Schlingensief stellt sein Innerstes so deutlich aus, dass es wie eine Passionsfrucht inmitten der meist finsteren Bühne schwebt, tropfend vom roten Saft des bitter Erfahrenen, zu praller Reife gebracht von der dunklen Sonne des Durchlebten. Entweder leiden wir an diesem Abend mit, oder wir erleben nichts. Schlingensief macht es uns nicht schwer. Denn alles und jedes, was unsere Welt um den Krebs und die Todeserfahrung herum gebaut hat, alles was sie tut, um die mysteriöse Krankheit und den Tod zu bewältigen und zu verdrängen, wird von Schlingensief zunächst durch den Kakao gezogen, einschließlich seiner selbst und seiner Aufführung. So befreit er uns, um uns mit ins dunkle Nichts zu nehmen.
Es beginnt mit dem „Parsifal“, den er vor sechs Jahren in Bayreuth inszenierte und mit dem er wahrhaftig meinte, sich und die Welt erlösen zu können. Hier, im Scheitern daran, sieht er den Keim seiner Krankheit. Spätestens wenn „Die Wunde, die Wunde“ geschrieen wird und Amfortas in eindeutiger Absicht auf Kundry liegt, und das ist sehr bald, wird seine heutige Haltung dazu sichtbar: Er lacht über sich selbst genauso gelöst wie über den vergötterten Wagner. Dann spottet die Aufführung befreit über eine Ayurveda-Kurklinik, wo es vereinsmeierisch, götzenanbeterisch und geldstinkend zugeht. Schlingensief macht sich genüsslich über die selbstzufriedene Kunstwelt her, die sich in ihrer angepassten Dissidenz gefällt. Er stellt dazu die ignorante Dummdreistigkeit der Schulmediziner bloß. Und er macht sich entspannt über hocherregte Theaterregisseure lustig. Wie tut das alles wohl.

Datensatzeinträge:

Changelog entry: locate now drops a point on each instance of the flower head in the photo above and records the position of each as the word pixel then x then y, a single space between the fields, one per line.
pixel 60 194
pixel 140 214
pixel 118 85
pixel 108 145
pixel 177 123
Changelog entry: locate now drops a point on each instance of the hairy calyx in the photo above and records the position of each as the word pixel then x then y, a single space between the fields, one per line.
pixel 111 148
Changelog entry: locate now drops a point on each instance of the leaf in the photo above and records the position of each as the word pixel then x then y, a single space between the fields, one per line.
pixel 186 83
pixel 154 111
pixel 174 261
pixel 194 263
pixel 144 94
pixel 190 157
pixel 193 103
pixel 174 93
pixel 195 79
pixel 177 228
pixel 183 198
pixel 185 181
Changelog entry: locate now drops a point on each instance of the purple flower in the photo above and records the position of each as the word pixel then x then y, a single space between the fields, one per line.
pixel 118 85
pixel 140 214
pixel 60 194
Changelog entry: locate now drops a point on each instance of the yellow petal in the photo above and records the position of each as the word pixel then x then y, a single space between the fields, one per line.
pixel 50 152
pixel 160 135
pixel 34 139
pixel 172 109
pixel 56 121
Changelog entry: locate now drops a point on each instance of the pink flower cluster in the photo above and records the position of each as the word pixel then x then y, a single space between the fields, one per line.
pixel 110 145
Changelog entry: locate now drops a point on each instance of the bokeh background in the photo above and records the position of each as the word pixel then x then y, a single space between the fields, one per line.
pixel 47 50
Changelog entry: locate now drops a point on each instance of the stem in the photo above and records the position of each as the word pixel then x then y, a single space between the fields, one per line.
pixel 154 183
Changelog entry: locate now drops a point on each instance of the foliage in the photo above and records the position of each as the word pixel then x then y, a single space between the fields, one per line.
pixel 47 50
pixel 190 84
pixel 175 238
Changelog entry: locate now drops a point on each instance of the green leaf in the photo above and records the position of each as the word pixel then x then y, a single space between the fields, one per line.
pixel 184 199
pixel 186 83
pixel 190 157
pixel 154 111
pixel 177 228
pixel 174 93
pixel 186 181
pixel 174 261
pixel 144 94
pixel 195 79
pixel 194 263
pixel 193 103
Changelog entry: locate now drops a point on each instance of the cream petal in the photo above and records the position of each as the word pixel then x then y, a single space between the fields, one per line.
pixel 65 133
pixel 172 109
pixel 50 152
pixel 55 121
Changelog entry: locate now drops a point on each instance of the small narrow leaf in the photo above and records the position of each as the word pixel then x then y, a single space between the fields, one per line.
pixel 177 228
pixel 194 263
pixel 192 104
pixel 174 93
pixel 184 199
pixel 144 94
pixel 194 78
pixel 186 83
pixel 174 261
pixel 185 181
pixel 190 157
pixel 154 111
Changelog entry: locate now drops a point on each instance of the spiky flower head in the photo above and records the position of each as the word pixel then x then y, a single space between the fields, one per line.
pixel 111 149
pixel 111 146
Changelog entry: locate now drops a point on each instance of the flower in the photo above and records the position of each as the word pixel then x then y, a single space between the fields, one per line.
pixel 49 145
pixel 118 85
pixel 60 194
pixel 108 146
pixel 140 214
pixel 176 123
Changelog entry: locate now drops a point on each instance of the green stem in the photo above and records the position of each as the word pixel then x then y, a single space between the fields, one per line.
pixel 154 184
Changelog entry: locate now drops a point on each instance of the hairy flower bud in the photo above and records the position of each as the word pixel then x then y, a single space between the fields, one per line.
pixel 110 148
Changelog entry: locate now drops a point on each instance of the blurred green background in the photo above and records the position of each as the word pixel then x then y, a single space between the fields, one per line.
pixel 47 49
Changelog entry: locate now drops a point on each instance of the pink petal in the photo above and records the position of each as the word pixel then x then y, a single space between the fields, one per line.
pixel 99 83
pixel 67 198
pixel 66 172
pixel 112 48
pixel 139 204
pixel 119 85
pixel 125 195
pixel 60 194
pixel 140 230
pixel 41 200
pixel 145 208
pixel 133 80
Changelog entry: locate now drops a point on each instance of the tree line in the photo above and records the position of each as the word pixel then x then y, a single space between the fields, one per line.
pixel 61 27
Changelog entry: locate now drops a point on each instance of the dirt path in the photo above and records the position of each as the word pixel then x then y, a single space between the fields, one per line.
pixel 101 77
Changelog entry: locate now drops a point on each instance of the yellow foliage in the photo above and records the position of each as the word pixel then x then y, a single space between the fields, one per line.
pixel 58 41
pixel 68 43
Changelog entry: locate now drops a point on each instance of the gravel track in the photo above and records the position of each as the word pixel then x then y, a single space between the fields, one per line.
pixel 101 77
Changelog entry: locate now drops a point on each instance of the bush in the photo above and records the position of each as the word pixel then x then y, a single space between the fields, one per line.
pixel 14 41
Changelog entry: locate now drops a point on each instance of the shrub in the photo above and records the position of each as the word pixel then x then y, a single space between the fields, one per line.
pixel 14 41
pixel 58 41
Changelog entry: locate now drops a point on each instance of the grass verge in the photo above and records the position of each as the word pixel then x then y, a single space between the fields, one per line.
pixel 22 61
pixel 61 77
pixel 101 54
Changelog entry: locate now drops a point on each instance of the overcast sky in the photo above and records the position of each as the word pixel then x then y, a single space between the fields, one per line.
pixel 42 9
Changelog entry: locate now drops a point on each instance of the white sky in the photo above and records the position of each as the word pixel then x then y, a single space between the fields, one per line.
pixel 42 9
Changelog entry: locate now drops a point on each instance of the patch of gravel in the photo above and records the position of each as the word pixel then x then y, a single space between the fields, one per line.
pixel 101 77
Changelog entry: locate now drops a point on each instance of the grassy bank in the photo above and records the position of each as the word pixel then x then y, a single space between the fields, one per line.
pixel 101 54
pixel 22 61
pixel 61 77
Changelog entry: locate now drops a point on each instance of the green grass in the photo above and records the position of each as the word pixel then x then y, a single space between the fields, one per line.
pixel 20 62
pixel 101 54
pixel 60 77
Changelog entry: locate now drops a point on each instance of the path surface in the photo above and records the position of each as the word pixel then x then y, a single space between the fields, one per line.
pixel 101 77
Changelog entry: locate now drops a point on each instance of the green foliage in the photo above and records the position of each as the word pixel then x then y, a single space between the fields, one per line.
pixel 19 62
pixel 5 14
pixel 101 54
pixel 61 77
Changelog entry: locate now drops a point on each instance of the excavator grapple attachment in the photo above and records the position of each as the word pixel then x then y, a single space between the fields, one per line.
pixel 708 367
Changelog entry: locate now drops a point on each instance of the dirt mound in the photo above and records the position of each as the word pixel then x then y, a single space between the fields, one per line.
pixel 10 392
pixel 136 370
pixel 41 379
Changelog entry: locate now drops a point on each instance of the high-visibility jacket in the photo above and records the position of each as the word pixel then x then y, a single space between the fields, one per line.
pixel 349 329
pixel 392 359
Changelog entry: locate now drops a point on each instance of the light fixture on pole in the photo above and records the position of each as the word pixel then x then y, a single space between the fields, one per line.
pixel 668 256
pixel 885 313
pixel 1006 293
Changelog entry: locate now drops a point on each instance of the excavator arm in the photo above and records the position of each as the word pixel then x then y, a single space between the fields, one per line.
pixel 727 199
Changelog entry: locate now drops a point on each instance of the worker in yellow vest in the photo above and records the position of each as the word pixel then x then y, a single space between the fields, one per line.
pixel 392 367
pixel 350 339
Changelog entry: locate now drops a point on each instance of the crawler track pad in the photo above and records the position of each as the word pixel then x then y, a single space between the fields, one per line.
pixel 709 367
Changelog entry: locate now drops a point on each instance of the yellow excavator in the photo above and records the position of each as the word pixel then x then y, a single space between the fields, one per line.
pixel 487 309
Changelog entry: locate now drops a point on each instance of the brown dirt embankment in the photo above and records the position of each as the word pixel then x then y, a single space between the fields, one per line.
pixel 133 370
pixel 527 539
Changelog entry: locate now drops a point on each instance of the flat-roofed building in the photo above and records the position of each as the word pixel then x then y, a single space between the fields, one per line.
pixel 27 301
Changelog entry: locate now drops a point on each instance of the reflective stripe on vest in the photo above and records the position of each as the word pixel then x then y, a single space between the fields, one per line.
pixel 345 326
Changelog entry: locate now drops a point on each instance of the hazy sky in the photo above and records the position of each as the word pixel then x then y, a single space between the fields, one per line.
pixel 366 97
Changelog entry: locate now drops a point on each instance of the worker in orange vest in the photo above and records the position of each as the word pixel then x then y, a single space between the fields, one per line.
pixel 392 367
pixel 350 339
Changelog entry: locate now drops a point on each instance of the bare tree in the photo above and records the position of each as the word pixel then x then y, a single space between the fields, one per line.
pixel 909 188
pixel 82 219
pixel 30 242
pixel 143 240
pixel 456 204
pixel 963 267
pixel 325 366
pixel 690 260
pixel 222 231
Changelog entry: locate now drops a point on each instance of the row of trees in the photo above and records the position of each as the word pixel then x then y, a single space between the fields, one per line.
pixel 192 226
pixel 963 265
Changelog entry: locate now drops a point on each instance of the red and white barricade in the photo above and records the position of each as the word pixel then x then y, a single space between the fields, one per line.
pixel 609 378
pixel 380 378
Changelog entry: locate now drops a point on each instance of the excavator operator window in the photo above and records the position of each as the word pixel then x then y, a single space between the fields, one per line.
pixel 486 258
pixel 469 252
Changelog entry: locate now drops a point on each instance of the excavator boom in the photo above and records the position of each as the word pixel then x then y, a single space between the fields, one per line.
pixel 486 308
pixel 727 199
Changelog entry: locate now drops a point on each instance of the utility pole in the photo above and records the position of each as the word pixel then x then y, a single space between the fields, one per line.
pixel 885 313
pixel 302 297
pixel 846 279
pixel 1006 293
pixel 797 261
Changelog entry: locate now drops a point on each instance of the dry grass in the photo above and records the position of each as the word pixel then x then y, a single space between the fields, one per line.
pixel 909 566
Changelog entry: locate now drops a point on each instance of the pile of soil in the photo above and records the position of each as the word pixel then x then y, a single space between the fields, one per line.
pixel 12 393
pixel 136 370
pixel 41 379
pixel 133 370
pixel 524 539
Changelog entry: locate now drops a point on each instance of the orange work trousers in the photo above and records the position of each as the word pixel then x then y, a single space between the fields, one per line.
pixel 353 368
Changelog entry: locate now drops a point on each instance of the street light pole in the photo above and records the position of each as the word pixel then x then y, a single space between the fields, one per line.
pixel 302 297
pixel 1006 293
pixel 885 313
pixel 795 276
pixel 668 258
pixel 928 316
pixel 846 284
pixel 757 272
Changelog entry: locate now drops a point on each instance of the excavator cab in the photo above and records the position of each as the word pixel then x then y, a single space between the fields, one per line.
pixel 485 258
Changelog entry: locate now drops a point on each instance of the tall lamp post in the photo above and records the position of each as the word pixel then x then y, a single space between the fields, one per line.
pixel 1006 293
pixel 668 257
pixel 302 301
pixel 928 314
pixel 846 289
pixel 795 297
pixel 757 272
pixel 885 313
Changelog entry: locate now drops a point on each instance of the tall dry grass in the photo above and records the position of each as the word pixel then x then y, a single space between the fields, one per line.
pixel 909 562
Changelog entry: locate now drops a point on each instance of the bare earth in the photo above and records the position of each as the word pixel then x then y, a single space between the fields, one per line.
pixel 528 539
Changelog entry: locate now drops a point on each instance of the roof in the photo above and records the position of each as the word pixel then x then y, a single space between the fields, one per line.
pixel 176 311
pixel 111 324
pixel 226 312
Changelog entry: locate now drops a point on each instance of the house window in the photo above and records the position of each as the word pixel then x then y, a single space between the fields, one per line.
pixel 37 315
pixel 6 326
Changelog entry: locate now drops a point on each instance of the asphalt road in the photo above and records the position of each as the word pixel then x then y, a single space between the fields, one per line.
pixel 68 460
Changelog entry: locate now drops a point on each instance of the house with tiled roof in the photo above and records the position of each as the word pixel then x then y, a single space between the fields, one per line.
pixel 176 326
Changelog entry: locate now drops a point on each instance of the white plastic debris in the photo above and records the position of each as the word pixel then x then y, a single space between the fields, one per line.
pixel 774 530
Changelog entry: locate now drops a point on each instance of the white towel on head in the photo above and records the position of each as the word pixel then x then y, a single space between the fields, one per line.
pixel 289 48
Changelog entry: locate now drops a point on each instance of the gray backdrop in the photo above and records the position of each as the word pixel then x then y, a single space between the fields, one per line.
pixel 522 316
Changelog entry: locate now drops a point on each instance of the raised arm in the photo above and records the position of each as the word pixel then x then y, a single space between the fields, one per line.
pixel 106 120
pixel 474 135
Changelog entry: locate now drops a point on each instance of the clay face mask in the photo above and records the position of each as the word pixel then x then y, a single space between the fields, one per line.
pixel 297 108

→ Zu erledigende Aufgaben:
1) Wie lautet der Text über Schlingensiefs Aufführung von „Schlingensief stellt sein“ bis „Nichts zu nehmen.“, wenn du „Passionsfrucht“ gegen „Blutorange“ austauschst?
2) Wie könnte der Text über Schlingensiefs Aufführung nach seinem letzten Satz weitergehen? Schreib ihn fort.
Das Material ist eigenständig und gehört nicht zum Text über Schlingensiefs Aufführung.

→ Erwartete Antworten:
1)
Schlingensief stellt sein Innerstes so deutlich aus, dass es wie eine Blutorange inmitten der meist finsteren Bühne schwebt, tropfend vom roten Saft des bitter Erfahrenen, zu praller Reife gebracht von der dunklen Sonne des Durchlebten. Entweder leiden wir an diesem Abend mit, oder wir erleben nichts. Schlingensief macht es uns nicht schwer. Denn alles und jedes, was unsere Welt um den Krebs und die Todeserfahrung herum gebaut hat, alles was sie tut, um die mysteriöse Krankheit und den Tod zu bewältigen und zu verdrängen, wird von Schlingensief zunächst durch den Kakao gezogen, einschließlich seiner selbst und seiner Aufführung. So befreit er uns, um uns mit ins dunkle Nichts zu nehmen.

2)
Schlingensief, der Regisseur, verwendet die vollgestellte Drehbühne aus dem „Parsifal“ und seines Animatographen, um das alles und noch viel mehr unterzubringen, auf der Bühne steht eine Krebszelle, im Hintergrund hängt leuchtend sein entfernter Lungenlappen. Voxi Bärenklau legt wie in Bayreuth ein filmiges Flimmern über die Dunkelszenerie, graues Grisseln mischt sich mit Menschen- und Tierbildern, wir sehen Egel und Fledermäuse – ein Flimmern, das die Fülle zu einer Einheit verschmilzt. Der Komponist Arno Waschk, Richard Wagner und viele Musiker betten das in ein vibrierendes Klanggebäude, das immer wieder ergreift und mit Schlingensiefs Gedankensprüngen keine Mühe hat. Im Erschaffen eines gelassen strömenden Flusses für die sprudelnde Ideenfülle hat die Schlingensief-Mannschaft Meisterschaft entwickelt, da macht denen niemand etwas vor.
Es versammelt sich eine große, ebenso vielgestaltige Menschengemeinde auf der Bühne. Die Kleinwüchsigen, Greise und Kranken, die Schlingensief so liebt, stehen und sprechen neben sechs Sängern, dazu Orchester und Chor. Fritzi Haberlandt, Irm Hermann, die Ironikerin Margit Carstensen und der Kommunikator Joachim Meyerhoff vermischen sich mit vier schicken, jungen Schwarzen, die am Anfang Krankenschwestern und am Ende im afrikanischen Opernhaus Models spielen.
„Mea Culpa“ ist eine reife Arbeit, elegisch, parodistisch, exhibitionistisch. Die Haltung aber ist heiter. Und Schlingensief kommt – dann doch leibhaftig und nicht als Meyerhoff – als sein eigener Einspruch auf die Bühne. Ja, sagt er, ich will mich öffentlich machen. Auch wenn es anmaßend ist. Ja, sagt er, macht Euch alle öffentlich. Ja, in der Dunkelheit, dort wo wir alle allein sind, dort treffen wir uns dann. So bewegt sich Schlingensief mit neuer Liebe durchs Leben, was für eine schöne Nachricht. Und so bewegt er uns. Und macht Mut zu einer schwierigen Erkenntnis: Hilf dir selbst, sonst hilft dir niemand.
Übrigens: Dass der Chefredakteur der österreichischen Tageszeitung Die Presse in der sechsten Reihe die Dunkelheit mit leuchtendem Laptop erhellte, gehörte nicht zur Aufführung, sondern war nur schlechter Stil.